**** EXCERPTED DATA ****
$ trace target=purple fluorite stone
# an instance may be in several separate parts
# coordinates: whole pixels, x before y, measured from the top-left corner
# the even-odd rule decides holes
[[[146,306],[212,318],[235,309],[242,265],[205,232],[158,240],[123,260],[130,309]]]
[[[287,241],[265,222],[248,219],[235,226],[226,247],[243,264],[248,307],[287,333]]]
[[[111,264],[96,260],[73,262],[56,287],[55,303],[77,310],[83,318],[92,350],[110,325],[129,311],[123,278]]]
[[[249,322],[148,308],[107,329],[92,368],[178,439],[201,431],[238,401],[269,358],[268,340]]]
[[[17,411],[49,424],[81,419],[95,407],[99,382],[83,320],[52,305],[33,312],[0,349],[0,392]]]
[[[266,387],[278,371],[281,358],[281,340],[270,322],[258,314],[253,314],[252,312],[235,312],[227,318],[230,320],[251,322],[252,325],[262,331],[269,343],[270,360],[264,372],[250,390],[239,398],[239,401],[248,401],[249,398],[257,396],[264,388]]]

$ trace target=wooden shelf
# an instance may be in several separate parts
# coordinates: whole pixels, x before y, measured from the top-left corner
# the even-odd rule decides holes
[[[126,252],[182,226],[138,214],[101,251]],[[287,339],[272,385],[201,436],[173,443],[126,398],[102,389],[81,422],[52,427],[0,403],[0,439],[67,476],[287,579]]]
****
• **EXERCISE TASK**
Can you reproduce every line of the items above, character for character, without changing anything?

• **EXERCISE SOLUTION**
$ trace target=purple fluorite stone
# an instance may be in several separate parts
# coordinates: whole pixels, x before y, measured from the top-left corner
# the even-odd rule decides holes
[[[146,306],[212,318],[235,309],[242,265],[205,232],[158,240],[123,260],[130,309]]]
[[[287,241],[265,222],[248,219],[235,226],[226,247],[243,264],[248,307],[287,333]]]
[[[111,264],[96,260],[73,262],[56,287],[55,303],[77,310],[83,318],[92,350],[110,325],[129,311],[123,278]]]
[[[249,322],[148,308],[107,329],[92,368],[178,439],[201,431],[238,401],[269,358],[268,340]]]
[[[17,411],[49,424],[81,419],[95,407],[99,382],[83,320],[52,305],[33,312],[0,349],[0,392]]]
[[[266,387],[278,371],[281,358],[281,340],[270,322],[258,314],[253,314],[252,312],[235,312],[227,318],[230,320],[251,322],[252,325],[262,331],[269,343],[270,360],[264,372],[250,390],[239,398],[239,401],[248,401],[249,398],[257,396],[264,388]]]

$ trace target=wooden shelf
# an instance may be in several separate parts
# coordinates: whole pixels, x before y, measured from the top-left corner
# the even-odd rule decides holes
[[[126,252],[182,226],[138,214],[101,251]],[[287,339],[272,385],[201,436],[173,443],[126,398],[102,389],[81,422],[52,427],[0,403],[0,439],[67,476],[287,579]]]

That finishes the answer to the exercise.